● PROMPT 1: Give the number of lines in the entries below that contain the string "hand". Case counts.

● ARTICLE:
[start]

USDA-ARS agricultural engineers Susan O’Shaughnessy and Nolan Clark adjust the field of view for wireless infrared thermometers mounted on a center pivot irrigation system. The wireless sensors are used to measure crop canopy temperature for indications of water stress.

This post is part of the Science Tuesday feature series on the USDA blog. Check back each week as we showcase stories and news from USDA’s rich science and research portfolio.

With droughts becoming more severe, water tables getting lower and an increasing demand for water from growing suburbs and cities, farmers know they need to use water more sparingly. That’s why recently patented technology developed by USDA’s Agricultural Research Service (ARS) scientists in Texas is so important.

Steve Evett, Susan O’Shaughnessy, and their colleagues at the ARS Conservation and Production Research Laboratory in Bushland, Texas have spent years trying to help growers maximize water in a region that depends on the Ogallala Aquifer, a massive underground reservoir under constant threat of overuse. They recently developed two complementary technologies that offer practical ways to ensure that crops get only as much water as they need.

[end]

● PROMPT 2: According to the article above on water-saving irrigation research, what aquifer does the region around Bushland, Texas depend on?

● WORKING DATA:

[start]

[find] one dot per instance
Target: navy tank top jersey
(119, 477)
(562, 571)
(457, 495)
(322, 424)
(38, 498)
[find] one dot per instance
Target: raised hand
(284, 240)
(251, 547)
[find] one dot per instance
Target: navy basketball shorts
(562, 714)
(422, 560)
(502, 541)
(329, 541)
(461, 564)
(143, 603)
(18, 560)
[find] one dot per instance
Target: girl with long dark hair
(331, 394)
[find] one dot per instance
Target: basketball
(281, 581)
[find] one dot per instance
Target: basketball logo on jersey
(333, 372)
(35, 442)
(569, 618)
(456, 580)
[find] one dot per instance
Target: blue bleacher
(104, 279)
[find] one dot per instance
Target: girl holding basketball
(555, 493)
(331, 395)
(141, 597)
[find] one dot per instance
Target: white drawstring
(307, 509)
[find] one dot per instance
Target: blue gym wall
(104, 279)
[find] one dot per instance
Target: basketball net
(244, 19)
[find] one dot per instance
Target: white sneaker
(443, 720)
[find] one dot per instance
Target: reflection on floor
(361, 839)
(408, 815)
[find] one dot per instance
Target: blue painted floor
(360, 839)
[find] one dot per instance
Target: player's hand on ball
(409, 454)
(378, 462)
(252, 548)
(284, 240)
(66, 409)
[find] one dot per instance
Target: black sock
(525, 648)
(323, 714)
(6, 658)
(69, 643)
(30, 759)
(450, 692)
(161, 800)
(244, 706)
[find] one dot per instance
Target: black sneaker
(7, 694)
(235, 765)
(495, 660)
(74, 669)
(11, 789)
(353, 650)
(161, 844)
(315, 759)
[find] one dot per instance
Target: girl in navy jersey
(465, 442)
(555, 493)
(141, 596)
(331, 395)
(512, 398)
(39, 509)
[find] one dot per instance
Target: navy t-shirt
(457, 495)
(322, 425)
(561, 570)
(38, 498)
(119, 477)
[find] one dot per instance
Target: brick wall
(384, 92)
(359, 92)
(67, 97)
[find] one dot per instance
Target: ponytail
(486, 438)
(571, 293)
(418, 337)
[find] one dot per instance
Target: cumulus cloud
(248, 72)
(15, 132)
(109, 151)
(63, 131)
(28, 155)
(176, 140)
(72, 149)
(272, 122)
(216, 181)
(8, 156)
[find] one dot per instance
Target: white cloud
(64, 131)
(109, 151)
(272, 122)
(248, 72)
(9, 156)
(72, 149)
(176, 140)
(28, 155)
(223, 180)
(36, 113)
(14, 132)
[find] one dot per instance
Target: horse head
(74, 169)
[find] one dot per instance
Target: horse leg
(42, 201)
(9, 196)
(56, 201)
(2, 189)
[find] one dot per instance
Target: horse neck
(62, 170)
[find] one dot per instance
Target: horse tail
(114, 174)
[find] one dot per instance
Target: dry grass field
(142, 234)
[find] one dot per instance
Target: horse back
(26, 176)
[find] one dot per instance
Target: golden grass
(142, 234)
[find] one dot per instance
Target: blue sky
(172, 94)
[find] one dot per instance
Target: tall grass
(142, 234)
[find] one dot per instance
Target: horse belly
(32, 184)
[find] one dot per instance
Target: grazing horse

[end]

● WORKED ANSWER 1: 2

● WORKED ANSWER 2: The Ogallala Aquifer.